[Start of Attachment]
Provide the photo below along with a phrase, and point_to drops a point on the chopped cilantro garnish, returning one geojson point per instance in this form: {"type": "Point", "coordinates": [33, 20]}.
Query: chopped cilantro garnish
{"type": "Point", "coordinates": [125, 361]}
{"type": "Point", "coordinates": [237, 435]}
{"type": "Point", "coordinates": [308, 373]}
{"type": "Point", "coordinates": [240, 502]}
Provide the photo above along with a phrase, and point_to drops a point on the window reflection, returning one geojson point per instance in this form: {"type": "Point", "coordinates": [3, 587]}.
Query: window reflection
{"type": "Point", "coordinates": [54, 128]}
[End of Attachment]
[Start of Attachment]
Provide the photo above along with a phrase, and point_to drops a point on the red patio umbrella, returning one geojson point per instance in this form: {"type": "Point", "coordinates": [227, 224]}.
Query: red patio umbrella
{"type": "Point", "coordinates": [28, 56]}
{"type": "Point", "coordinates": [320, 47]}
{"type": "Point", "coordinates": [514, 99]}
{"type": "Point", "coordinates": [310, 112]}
[End of Attachment]
▶ _Required work_
Return each line of the data that contains the string "this".

▶ _Exercise output_
Provide the photo below along with a phrase, and point_to drops a point on the chopped cilantro garnish, returning one geojson point per instance in this form: {"type": "Point", "coordinates": [33, 20]}.
Provide the photo above along with a phrase, and point_to drops a point on the window reflection, returning one geojson point per instance in this form: {"type": "Point", "coordinates": [3, 587]}.
Provide the photo above along with a phrase, and point_to drops a point on the red patio umbrella, returning one geojson point per instance in this form: {"type": "Point", "coordinates": [227, 224]}.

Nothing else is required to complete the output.